**What is asked:** Count the lines in the records below that contain the string "support", treating uppercase and lowercase letters as distinct. Give only the number.

**Exercise inputs:**
* * * * *

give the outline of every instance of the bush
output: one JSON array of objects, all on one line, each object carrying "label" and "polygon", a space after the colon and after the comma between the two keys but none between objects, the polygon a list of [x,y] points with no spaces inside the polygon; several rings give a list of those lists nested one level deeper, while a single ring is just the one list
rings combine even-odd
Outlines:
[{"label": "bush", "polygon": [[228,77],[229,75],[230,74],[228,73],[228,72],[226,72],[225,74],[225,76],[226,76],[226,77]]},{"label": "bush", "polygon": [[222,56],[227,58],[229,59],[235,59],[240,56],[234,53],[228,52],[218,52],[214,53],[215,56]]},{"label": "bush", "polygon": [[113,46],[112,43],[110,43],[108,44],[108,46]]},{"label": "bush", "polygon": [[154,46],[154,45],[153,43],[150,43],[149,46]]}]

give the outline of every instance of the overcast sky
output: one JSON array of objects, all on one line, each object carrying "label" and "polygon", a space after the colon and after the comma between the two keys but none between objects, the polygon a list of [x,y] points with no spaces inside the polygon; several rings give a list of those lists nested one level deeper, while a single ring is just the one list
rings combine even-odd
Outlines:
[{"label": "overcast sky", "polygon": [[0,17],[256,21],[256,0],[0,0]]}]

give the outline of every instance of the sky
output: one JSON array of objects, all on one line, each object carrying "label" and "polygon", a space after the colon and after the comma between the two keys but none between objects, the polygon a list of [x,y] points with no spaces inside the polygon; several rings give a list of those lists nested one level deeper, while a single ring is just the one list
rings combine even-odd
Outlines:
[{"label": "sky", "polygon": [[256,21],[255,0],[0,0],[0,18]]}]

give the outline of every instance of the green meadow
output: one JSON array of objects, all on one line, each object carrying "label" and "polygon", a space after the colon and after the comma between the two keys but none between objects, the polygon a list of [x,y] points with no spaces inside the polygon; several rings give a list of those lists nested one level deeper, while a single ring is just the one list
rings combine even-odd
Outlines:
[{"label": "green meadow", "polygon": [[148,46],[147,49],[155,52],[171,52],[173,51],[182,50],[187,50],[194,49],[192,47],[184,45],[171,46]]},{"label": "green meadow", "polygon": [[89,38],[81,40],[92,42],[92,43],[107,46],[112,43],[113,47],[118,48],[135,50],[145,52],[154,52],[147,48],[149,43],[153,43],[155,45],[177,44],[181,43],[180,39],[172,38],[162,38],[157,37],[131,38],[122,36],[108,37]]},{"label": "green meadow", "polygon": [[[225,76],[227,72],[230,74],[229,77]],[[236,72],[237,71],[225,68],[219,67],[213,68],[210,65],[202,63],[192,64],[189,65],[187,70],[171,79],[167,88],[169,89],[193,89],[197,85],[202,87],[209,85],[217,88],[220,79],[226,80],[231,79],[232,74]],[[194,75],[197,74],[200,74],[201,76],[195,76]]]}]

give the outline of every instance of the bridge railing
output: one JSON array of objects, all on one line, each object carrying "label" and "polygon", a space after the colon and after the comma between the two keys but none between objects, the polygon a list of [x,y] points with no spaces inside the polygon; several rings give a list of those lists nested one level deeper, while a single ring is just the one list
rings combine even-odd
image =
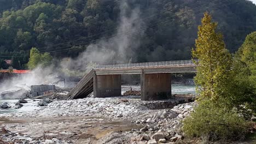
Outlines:
[{"label": "bridge railing", "polygon": [[161,67],[166,66],[183,66],[183,65],[195,65],[191,60],[183,60],[176,61],[165,61],[157,62],[119,64],[113,65],[105,65],[96,66],[95,69],[124,69],[124,68],[150,68]]}]

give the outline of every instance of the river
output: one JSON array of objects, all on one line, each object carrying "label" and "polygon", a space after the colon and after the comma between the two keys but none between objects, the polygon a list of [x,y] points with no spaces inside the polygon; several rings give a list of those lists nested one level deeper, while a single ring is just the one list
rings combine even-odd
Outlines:
[{"label": "river", "polygon": [[[121,87],[121,92],[123,94],[127,91],[129,91],[132,88],[132,90],[139,91],[141,86],[139,85],[123,85]],[[195,94],[195,86],[192,85],[172,85],[172,94]],[[27,104],[22,104],[24,106],[19,109],[1,109],[0,113],[9,113],[9,112],[21,112],[22,111],[33,111],[35,109],[39,109],[37,106],[38,101],[33,101],[31,99],[26,99],[28,103]],[[15,104],[18,101],[17,99],[11,100],[0,100],[0,104],[4,102],[8,103],[11,106],[14,106]]]}]

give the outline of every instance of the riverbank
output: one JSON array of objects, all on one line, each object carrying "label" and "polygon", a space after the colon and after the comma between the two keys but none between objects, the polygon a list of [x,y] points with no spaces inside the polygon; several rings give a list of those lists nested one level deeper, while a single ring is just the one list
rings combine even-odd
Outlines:
[{"label": "riverbank", "polygon": [[[0,114],[1,126],[11,134],[1,138],[19,143],[50,143],[53,139],[61,143],[116,143],[121,140],[131,143],[131,139],[137,134],[166,129],[155,127],[160,120],[178,117],[171,109],[191,99],[179,95],[168,100],[152,101],[141,101],[138,96],[54,100],[46,106],[28,111]],[[37,101],[28,100],[28,103]],[[162,116],[166,117],[163,119]],[[147,131],[141,131],[148,125]],[[109,142],[107,135],[115,136],[108,139]],[[88,143],[83,143],[85,141]]]}]

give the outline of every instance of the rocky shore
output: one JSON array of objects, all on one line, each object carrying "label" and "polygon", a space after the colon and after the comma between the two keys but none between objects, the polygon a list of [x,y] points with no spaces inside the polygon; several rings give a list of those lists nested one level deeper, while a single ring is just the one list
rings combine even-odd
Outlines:
[{"label": "rocky shore", "polygon": [[55,100],[44,106],[27,99],[22,109],[36,109],[0,114],[0,125],[10,130],[0,138],[14,143],[172,143],[184,138],[181,121],[195,105],[191,96]]}]

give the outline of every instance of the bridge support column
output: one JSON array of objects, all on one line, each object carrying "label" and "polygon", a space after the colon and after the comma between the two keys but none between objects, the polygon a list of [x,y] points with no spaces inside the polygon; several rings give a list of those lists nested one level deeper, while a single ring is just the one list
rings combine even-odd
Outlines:
[{"label": "bridge support column", "polygon": [[171,97],[171,74],[141,74],[142,100],[169,99]]},{"label": "bridge support column", "polygon": [[94,76],[94,97],[105,98],[121,95],[121,75]]}]

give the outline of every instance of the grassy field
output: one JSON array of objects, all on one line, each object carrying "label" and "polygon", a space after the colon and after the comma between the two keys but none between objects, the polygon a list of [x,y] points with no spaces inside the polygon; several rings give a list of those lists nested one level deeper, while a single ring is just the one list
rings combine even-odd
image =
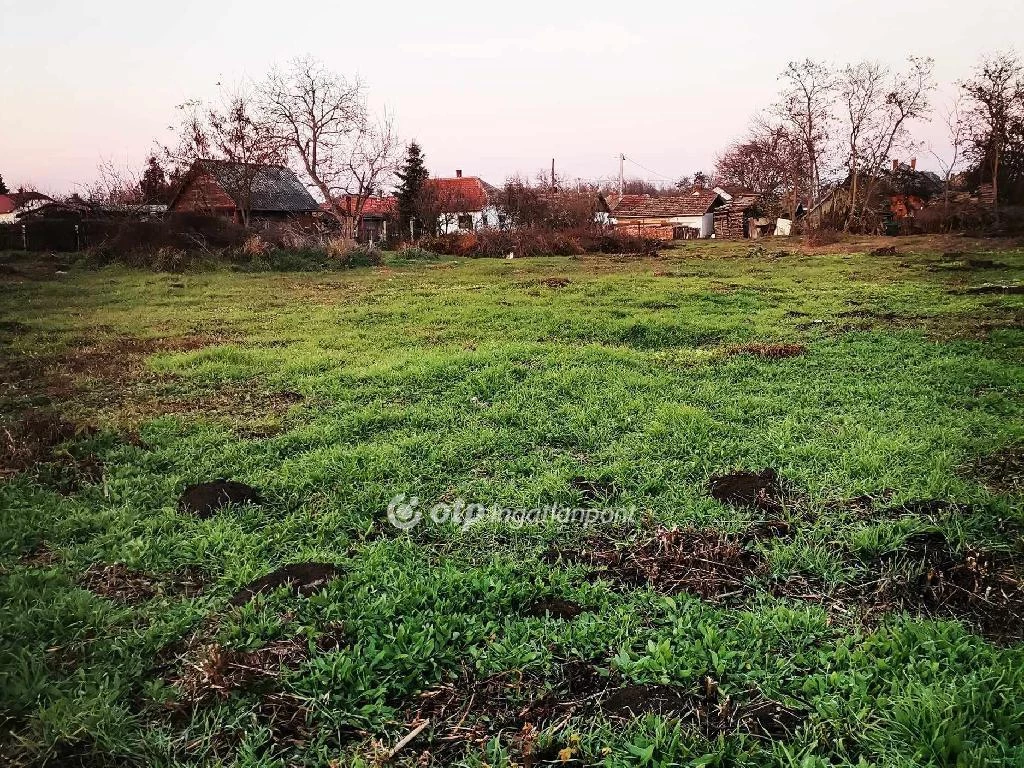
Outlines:
[{"label": "grassy field", "polygon": [[879,244],[0,258],[0,760],[1024,765],[1024,249]]}]

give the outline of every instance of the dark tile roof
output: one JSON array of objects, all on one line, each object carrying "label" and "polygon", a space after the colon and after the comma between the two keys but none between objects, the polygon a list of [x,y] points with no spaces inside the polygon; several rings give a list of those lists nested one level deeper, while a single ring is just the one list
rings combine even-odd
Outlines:
[{"label": "dark tile roof", "polygon": [[476,176],[427,179],[442,213],[482,211],[498,195],[498,189]]},{"label": "dark tile roof", "polygon": [[[245,186],[247,168],[255,168],[252,176],[252,211],[304,213],[318,210],[319,205],[291,168],[280,165],[247,166],[222,160],[201,160],[195,167],[212,175],[220,187],[239,205],[238,190]],[[252,172],[252,171],[250,171]]]},{"label": "dark tile roof", "polygon": [[686,195],[653,196],[624,195],[615,203],[611,215],[621,218],[672,218],[702,216],[721,198],[713,189],[694,189]]}]

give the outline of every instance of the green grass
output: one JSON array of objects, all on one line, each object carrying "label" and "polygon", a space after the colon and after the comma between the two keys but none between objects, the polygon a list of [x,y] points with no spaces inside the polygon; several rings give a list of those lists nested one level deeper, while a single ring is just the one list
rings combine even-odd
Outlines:
[{"label": "green grass", "polygon": [[[934,243],[897,245],[899,257],[751,259],[742,244],[699,243],[644,260],[8,280],[2,409],[52,403],[100,427],[63,450],[97,456],[103,478],[59,493],[52,468],[33,467],[0,484],[0,749],[24,764],[372,765],[374,742],[408,732],[423,691],[463,672],[555,685],[564,662],[584,659],[616,684],[694,689],[711,674],[737,698],[757,689],[807,715],[775,740],[709,739],[655,716],[535,723],[542,746],[569,746],[583,764],[1024,764],[1020,644],[899,612],[862,623],[767,584],[721,603],[623,589],[542,557],[580,547],[579,526],[407,534],[386,517],[399,493],[580,504],[569,481],[585,476],[613,481],[611,503],[637,510],[641,530],[613,532],[624,542],[657,526],[740,531],[761,515],[712,500],[709,478],[773,467],[799,490],[786,510],[795,535],[750,546],[777,579],[824,589],[869,578],[872,556],[919,530],[1019,547],[1021,496],[972,468],[1024,440],[1024,297],[961,289],[1019,284],[1024,250],[963,270]],[[542,282],[552,276],[570,282]],[[213,343],[146,354],[127,373],[86,367],[73,390],[54,389],[83,350],[189,334]],[[751,342],[808,351],[728,353]],[[267,404],[286,390],[304,399]],[[132,429],[144,446],[124,438]],[[185,484],[217,477],[256,485],[265,503],[209,520],[176,509]],[[892,520],[836,504],[884,489],[892,505],[956,508]],[[43,545],[51,561],[26,559]],[[242,585],[302,560],[345,574],[310,597],[226,606]],[[80,586],[97,563],[197,567],[209,583],[199,596],[125,604]],[[546,595],[590,612],[524,615]],[[274,732],[257,689],[168,714],[180,691],[155,672],[158,652],[210,615],[205,643],[237,650],[342,628],[339,647],[311,646],[273,683],[308,711],[301,743]],[[453,759],[524,764],[520,734],[483,729],[489,740]],[[424,735],[396,762],[433,749]]]}]

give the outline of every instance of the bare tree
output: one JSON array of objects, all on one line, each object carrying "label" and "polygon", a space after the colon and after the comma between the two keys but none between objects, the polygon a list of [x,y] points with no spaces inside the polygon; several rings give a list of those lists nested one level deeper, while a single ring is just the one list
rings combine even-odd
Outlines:
[{"label": "bare tree", "polygon": [[1000,166],[1015,124],[1024,120],[1024,65],[1014,51],[985,56],[959,87],[968,100],[971,150],[991,173],[998,218]]},{"label": "bare tree", "polygon": [[[867,178],[864,194],[860,196],[860,218],[863,220],[874,191],[882,180],[883,171],[893,152],[908,148],[909,123],[928,115],[929,99],[935,90],[933,71],[935,61],[927,57],[910,56],[905,72],[886,73],[884,99],[874,110],[864,133],[861,168]],[[853,198],[856,205],[857,198]]]},{"label": "bare tree", "polygon": [[[324,199],[352,196],[357,231],[367,199],[382,191],[397,168],[401,147],[391,119],[371,117],[358,79],[308,57],[274,68],[261,87],[261,101],[273,134]],[[339,223],[349,223],[349,213],[328,208]]]},{"label": "bare tree", "polygon": [[201,160],[229,163],[219,181],[236,201],[242,223],[249,224],[256,180],[267,165],[284,160],[281,143],[261,119],[256,94],[248,85],[222,88],[217,101],[186,101],[178,143],[165,147],[180,165]]},{"label": "bare tree", "polygon": [[836,81],[830,68],[807,58],[791,61],[781,75],[782,99],[776,112],[800,137],[807,163],[807,182],[812,202],[822,189],[821,166],[828,152]]},{"label": "bare tree", "polygon": [[949,193],[952,187],[953,175],[964,167],[964,150],[967,143],[967,122],[964,115],[964,97],[957,95],[942,112],[942,122],[946,127],[948,153],[936,152],[929,147],[929,154],[942,169],[942,184],[944,189],[943,209],[949,212]]},{"label": "bare tree", "polygon": [[715,177],[758,193],[766,209],[794,218],[807,172],[803,146],[790,126],[756,118],[748,135],[718,157]]}]

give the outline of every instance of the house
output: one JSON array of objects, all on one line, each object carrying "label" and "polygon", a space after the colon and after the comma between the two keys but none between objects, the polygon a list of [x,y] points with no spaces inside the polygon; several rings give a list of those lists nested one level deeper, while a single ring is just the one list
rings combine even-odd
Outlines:
[{"label": "house", "polygon": [[761,196],[737,186],[716,186],[725,203],[715,209],[715,238],[738,240],[766,233],[769,219],[760,217]]},{"label": "house", "polygon": [[25,189],[0,195],[0,224],[17,221],[19,217],[50,203],[53,203],[52,198]]},{"label": "house", "polygon": [[[357,195],[342,195],[334,200],[335,208],[345,219],[347,231],[359,243],[384,241],[388,232],[397,233],[398,201],[394,197],[369,197],[362,201],[362,217],[359,219],[358,230],[355,226],[355,211],[359,205]],[[330,204],[321,206],[322,210],[330,211]]]},{"label": "house", "polygon": [[431,216],[436,216],[442,234],[471,231],[480,227],[498,226],[497,187],[477,176],[463,176],[456,171],[454,178],[430,178],[424,186]]},{"label": "house", "polygon": [[725,204],[714,189],[685,195],[624,195],[611,209],[610,220],[624,229],[657,240],[710,238],[715,233],[715,210]]},{"label": "house", "polygon": [[199,160],[185,174],[169,210],[205,213],[242,223],[310,218],[319,205],[290,168]]}]

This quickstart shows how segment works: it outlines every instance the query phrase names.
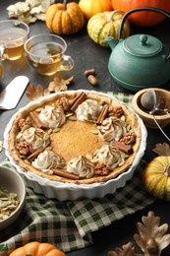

* * * * *

**Correct response:** 2